◆ Data shown:

+===+

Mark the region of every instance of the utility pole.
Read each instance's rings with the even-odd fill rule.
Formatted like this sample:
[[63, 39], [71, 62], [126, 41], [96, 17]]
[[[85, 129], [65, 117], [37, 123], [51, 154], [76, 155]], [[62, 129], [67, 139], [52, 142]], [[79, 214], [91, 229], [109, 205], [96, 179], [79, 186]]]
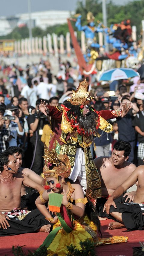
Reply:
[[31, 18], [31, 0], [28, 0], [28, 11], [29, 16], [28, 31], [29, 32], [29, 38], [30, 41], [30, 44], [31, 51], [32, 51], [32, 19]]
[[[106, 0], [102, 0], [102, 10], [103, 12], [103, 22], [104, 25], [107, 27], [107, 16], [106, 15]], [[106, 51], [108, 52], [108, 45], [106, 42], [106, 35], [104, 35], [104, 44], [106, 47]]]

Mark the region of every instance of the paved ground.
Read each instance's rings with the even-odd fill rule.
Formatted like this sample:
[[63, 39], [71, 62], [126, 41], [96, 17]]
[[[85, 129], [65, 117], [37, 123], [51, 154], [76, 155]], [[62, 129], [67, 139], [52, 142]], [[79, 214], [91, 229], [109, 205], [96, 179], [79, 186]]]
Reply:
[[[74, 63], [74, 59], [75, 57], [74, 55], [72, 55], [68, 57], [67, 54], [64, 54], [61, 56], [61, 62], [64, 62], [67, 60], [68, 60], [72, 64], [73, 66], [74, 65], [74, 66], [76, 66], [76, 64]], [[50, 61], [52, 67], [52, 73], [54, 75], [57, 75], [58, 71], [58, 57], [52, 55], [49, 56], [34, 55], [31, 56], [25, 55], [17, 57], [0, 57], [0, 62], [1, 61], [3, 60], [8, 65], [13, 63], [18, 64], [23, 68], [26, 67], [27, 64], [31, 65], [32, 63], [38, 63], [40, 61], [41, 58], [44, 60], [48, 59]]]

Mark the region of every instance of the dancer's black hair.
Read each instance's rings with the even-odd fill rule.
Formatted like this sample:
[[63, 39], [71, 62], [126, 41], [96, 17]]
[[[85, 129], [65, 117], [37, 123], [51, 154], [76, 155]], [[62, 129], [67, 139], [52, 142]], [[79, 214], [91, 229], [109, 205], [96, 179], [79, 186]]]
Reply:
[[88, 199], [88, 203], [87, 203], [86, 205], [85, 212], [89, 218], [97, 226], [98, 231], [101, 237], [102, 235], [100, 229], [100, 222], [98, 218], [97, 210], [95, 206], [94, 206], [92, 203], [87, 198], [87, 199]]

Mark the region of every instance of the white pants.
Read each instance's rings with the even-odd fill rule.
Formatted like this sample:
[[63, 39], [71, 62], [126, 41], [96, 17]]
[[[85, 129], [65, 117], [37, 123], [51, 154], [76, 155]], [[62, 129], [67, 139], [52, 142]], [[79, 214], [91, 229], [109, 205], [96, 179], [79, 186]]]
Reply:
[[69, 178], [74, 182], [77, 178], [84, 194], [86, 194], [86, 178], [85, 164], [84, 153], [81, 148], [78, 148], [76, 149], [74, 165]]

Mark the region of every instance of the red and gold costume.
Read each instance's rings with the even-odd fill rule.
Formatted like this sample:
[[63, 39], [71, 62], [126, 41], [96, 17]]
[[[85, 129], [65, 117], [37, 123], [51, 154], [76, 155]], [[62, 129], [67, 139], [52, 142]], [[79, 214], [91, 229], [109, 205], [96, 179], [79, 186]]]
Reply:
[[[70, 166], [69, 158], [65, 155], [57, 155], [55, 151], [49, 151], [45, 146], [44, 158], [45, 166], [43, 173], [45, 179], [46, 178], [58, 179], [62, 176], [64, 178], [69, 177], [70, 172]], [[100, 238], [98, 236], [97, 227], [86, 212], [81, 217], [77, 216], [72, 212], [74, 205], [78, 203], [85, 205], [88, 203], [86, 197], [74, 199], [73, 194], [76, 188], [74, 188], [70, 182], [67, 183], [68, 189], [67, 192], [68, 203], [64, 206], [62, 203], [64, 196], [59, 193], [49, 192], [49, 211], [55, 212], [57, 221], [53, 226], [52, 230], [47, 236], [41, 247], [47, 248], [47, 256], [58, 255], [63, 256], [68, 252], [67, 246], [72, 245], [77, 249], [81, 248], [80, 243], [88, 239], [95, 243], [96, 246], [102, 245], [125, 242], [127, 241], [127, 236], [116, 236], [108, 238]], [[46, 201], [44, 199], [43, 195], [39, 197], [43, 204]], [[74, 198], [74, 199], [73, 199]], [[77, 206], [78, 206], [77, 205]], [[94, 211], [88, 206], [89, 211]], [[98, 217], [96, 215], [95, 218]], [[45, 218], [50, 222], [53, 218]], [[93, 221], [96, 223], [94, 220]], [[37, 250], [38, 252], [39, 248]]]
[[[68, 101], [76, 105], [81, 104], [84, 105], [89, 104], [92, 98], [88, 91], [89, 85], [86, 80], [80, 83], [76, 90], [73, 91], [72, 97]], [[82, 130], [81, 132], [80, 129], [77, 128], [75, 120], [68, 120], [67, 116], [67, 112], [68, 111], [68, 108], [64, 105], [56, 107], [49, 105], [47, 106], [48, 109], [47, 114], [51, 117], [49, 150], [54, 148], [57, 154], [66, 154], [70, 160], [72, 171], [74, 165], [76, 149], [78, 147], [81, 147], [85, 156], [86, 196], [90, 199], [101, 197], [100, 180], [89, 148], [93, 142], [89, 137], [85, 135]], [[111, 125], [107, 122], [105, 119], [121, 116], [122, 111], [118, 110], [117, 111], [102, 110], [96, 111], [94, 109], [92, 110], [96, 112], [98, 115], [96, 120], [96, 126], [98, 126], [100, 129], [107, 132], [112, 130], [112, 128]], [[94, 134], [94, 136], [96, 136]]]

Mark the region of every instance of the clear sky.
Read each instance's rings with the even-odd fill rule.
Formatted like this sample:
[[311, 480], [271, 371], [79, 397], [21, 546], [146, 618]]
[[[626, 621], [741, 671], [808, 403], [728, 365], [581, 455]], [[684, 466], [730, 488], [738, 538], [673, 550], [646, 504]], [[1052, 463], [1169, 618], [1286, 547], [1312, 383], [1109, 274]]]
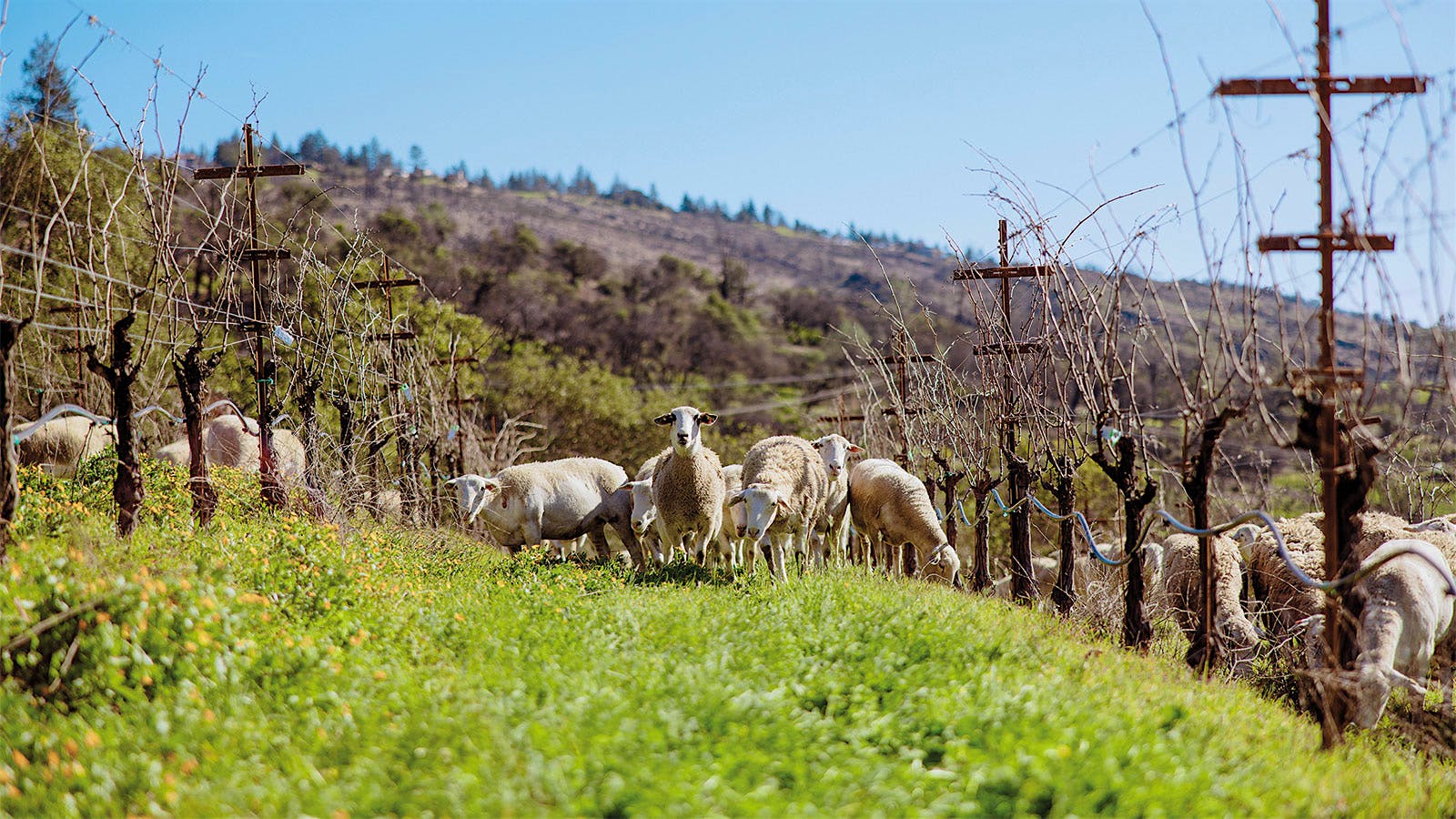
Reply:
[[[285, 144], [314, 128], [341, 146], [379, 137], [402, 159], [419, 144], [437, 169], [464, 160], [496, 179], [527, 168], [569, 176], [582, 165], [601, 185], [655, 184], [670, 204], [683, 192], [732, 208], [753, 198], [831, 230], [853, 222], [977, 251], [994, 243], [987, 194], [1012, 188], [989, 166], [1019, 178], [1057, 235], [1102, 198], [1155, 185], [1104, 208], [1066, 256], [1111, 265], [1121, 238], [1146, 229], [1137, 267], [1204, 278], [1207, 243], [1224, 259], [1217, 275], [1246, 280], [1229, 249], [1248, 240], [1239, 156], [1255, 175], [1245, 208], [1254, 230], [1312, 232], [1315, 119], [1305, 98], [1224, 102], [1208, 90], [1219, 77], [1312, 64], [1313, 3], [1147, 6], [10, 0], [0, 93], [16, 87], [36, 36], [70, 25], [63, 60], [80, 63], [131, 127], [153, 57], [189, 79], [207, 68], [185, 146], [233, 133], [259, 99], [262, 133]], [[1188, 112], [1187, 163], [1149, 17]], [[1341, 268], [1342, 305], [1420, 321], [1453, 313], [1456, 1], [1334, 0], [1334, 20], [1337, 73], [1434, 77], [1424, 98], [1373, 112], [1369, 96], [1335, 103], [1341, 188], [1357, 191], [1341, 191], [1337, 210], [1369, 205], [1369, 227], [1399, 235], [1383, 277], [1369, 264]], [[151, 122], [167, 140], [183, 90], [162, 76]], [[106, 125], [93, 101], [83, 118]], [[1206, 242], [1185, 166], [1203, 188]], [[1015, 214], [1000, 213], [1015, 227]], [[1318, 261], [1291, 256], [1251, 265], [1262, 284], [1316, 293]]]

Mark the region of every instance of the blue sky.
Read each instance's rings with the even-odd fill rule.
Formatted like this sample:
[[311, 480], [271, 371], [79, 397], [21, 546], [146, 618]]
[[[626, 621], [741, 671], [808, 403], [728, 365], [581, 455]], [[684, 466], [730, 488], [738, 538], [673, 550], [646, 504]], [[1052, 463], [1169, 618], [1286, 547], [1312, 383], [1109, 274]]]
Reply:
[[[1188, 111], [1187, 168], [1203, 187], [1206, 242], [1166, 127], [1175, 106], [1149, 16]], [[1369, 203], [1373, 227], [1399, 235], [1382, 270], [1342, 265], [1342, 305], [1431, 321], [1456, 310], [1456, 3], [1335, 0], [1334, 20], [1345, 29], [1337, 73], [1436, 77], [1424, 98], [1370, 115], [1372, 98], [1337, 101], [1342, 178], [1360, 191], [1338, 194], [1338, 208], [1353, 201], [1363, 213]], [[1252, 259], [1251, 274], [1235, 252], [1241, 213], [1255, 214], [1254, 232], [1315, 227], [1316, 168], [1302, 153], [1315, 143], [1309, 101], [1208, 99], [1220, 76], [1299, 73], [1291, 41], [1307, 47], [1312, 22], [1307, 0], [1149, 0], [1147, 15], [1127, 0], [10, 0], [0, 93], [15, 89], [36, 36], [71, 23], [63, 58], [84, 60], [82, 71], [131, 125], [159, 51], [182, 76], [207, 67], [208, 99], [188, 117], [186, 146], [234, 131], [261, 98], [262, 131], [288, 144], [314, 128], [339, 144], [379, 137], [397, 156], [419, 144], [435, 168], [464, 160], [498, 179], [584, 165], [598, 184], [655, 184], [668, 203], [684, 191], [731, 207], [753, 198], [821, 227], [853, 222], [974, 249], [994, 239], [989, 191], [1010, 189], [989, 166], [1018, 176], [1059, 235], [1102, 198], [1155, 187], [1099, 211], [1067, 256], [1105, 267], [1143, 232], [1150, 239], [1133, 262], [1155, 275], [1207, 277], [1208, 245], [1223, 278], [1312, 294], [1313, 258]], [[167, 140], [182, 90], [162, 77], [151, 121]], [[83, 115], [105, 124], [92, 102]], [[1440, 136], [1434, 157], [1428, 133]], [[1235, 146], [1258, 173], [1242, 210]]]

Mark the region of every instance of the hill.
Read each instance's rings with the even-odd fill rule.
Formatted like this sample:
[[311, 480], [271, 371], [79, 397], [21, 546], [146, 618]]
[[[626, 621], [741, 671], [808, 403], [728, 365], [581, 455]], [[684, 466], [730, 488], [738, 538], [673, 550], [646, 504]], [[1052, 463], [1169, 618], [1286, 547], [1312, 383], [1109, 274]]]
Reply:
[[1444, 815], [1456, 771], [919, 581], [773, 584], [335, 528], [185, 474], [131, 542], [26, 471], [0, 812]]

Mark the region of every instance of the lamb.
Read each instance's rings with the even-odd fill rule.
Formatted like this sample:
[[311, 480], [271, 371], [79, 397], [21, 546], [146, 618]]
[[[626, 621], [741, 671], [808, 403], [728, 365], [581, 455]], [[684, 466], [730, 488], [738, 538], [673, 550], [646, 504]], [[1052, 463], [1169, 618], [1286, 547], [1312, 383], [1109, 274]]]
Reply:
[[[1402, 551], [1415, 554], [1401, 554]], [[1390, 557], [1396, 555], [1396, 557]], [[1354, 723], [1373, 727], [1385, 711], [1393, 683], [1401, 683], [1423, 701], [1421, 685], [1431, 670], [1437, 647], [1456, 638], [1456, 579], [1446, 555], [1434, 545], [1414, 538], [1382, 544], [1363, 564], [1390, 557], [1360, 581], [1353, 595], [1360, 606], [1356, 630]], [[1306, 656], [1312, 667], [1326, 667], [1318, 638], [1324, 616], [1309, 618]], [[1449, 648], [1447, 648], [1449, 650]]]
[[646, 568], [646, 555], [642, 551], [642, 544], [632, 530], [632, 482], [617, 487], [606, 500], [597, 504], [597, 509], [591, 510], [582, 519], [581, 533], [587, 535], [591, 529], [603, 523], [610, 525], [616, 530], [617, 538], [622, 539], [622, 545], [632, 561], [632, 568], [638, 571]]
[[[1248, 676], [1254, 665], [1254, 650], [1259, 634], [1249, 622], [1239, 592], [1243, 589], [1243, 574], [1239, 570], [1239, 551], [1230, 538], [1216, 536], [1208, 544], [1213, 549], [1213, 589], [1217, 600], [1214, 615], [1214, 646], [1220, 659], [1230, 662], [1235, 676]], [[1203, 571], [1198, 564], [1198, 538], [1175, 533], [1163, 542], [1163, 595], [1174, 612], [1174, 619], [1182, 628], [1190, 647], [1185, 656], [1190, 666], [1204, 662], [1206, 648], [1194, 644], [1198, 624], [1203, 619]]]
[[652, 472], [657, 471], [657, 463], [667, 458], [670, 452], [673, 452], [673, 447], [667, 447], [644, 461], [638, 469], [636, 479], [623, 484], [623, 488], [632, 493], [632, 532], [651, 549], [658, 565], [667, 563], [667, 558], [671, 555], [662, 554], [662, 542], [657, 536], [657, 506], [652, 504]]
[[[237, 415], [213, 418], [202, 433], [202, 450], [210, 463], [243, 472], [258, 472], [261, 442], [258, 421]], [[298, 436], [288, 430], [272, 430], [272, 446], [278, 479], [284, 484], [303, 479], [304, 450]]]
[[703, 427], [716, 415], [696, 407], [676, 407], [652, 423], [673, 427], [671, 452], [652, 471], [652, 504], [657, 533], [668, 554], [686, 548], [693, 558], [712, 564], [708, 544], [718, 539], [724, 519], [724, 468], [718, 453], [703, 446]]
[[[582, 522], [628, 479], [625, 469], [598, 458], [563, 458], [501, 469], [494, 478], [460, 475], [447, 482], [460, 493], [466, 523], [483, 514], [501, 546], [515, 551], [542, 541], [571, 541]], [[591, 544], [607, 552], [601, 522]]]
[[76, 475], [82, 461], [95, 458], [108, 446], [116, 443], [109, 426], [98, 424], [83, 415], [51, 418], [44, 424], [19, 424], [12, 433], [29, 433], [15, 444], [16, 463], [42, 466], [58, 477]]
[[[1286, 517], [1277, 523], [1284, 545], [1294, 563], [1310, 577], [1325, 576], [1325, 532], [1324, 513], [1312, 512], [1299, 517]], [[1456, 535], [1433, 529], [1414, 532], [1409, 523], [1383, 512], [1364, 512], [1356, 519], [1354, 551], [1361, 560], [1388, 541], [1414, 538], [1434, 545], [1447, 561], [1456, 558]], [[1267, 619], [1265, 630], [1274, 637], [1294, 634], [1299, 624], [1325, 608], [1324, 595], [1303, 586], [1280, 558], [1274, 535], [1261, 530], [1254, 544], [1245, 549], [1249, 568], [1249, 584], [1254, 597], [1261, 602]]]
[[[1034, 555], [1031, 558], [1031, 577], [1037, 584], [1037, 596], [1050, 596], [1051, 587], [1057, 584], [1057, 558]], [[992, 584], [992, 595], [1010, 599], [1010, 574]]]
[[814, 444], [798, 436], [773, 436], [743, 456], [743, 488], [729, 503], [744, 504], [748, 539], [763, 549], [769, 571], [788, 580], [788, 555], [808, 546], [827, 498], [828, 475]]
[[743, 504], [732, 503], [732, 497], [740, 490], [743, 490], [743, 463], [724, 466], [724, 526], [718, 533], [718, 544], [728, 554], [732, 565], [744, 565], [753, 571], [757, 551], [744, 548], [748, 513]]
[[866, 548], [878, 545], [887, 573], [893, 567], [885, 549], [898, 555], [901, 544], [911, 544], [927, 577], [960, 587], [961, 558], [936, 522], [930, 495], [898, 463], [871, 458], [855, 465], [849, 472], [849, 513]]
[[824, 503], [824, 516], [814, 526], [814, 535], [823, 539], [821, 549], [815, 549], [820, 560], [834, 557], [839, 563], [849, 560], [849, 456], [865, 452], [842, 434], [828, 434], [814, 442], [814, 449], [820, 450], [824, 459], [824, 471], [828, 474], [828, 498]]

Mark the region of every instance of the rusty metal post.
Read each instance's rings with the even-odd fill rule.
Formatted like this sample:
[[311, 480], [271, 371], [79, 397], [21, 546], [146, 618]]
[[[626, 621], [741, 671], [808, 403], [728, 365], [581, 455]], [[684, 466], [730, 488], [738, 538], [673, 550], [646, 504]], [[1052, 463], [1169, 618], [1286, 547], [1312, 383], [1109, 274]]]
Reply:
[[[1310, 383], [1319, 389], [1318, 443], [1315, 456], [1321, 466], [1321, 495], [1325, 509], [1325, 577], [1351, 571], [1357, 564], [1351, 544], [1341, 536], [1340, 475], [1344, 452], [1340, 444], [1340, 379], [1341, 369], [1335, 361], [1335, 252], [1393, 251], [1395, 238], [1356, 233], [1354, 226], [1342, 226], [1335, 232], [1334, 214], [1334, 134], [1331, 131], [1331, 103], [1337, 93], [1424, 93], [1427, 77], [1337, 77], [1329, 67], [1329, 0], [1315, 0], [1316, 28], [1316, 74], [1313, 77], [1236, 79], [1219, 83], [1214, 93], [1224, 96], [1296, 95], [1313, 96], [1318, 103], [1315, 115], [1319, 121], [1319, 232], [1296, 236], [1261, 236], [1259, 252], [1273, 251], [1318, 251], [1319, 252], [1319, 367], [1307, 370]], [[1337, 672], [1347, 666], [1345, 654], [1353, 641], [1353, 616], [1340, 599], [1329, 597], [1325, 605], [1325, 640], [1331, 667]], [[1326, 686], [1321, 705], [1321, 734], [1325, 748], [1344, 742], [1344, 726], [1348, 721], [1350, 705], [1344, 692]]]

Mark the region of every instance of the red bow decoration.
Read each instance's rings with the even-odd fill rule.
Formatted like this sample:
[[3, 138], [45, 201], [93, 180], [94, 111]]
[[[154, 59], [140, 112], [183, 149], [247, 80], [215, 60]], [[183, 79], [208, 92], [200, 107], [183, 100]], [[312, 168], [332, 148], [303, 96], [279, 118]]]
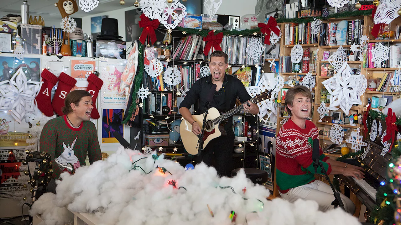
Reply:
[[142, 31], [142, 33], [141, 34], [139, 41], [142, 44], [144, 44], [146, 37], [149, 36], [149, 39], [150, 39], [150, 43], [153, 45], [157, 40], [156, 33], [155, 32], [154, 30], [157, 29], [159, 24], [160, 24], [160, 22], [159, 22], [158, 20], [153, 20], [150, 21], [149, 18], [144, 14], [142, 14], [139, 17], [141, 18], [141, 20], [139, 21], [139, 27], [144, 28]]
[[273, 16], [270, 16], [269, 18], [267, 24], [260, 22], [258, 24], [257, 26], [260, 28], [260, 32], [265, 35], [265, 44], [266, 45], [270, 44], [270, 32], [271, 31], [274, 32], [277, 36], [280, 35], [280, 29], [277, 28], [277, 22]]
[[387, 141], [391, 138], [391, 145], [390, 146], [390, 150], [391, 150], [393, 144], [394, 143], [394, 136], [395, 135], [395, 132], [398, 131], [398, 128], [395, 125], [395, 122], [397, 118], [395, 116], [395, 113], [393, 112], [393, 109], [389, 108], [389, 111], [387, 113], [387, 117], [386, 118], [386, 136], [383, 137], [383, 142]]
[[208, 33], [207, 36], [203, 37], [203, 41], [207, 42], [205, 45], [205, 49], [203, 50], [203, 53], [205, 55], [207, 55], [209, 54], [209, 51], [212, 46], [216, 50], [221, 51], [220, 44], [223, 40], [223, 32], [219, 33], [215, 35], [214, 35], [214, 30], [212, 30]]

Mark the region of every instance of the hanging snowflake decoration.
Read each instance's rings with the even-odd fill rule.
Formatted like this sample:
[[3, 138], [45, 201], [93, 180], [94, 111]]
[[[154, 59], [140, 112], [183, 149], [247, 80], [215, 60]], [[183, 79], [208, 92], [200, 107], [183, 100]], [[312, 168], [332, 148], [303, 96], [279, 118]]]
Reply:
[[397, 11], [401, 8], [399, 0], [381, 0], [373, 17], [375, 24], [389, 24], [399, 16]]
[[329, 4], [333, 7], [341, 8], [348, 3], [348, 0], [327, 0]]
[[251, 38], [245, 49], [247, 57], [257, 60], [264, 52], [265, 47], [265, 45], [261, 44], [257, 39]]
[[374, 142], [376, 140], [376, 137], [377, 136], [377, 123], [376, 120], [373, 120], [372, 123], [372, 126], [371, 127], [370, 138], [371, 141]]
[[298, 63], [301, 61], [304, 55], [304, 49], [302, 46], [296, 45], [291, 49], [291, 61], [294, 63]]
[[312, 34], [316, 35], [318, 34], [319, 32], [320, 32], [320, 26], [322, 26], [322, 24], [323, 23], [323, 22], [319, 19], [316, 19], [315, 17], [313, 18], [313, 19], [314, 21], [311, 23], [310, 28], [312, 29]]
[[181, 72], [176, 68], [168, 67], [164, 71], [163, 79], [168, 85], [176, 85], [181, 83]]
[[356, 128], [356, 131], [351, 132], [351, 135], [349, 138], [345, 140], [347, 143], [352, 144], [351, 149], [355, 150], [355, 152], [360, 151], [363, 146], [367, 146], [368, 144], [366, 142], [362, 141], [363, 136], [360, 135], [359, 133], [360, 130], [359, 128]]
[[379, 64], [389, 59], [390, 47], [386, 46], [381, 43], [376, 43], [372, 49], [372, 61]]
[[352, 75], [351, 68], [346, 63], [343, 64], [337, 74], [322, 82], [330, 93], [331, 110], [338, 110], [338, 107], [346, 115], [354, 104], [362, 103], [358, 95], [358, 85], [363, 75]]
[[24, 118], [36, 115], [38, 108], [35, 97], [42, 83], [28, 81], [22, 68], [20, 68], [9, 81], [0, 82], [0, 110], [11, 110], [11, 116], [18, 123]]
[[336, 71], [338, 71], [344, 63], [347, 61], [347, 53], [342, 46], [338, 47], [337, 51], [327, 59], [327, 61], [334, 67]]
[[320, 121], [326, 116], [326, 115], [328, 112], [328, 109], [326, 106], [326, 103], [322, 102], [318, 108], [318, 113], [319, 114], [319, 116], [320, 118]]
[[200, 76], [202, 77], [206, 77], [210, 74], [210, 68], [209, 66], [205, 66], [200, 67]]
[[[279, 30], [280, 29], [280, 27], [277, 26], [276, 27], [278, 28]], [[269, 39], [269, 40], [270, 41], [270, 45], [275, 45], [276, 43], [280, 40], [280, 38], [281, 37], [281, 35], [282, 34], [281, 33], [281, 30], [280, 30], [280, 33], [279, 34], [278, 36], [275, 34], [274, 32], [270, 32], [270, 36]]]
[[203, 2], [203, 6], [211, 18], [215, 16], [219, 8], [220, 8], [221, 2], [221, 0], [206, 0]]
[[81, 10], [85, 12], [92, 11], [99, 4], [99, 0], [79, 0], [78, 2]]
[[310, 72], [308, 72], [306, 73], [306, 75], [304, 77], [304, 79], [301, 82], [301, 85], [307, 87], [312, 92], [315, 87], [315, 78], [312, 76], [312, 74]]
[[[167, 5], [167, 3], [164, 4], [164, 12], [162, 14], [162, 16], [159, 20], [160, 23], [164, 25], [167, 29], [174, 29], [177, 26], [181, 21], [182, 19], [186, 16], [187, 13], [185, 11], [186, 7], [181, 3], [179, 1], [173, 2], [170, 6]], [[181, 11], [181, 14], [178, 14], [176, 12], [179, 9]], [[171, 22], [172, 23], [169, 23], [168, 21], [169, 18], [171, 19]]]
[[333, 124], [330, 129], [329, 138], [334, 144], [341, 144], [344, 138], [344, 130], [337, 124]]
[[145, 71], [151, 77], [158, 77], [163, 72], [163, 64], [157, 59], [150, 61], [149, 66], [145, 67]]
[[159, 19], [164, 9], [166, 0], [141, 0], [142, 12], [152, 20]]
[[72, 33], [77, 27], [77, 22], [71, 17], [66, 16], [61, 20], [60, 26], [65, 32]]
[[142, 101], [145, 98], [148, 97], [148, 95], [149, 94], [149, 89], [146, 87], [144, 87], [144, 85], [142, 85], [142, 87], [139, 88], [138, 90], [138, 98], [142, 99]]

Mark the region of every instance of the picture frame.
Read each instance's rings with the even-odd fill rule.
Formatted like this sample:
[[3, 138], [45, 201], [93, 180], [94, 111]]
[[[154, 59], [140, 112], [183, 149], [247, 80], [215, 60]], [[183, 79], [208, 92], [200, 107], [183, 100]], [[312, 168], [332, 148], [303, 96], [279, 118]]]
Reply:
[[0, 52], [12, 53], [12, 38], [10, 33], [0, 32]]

+===+

◆ What is being asked: Copy out everything above, starting at the line containing "Mark the region of every instance of the dancer's" and continuing down to the line containing "198], [87, 199]]", with both of those lines included and every line reproduced verbatim.

◆ Worked solution:
Mark the region of every instance of the dancer's black hair.
Read each instance's rings with the even-odd fill rule.
Formatted like this sample:
[[63, 39], [71, 62], [126, 41], [96, 17]]
[[[85, 129], [65, 117], [37, 123], [51, 154], [76, 155]], [[62, 129], [67, 139], [52, 142]], [[79, 214], [91, 229], [109, 205], [96, 179], [79, 186]]]
Reply:
[[88, 199], [88, 203], [87, 203], [86, 205], [85, 212], [89, 218], [97, 226], [98, 231], [101, 237], [102, 235], [100, 229], [100, 222], [98, 218], [97, 210], [95, 206], [94, 206], [92, 203], [87, 198], [87, 199]]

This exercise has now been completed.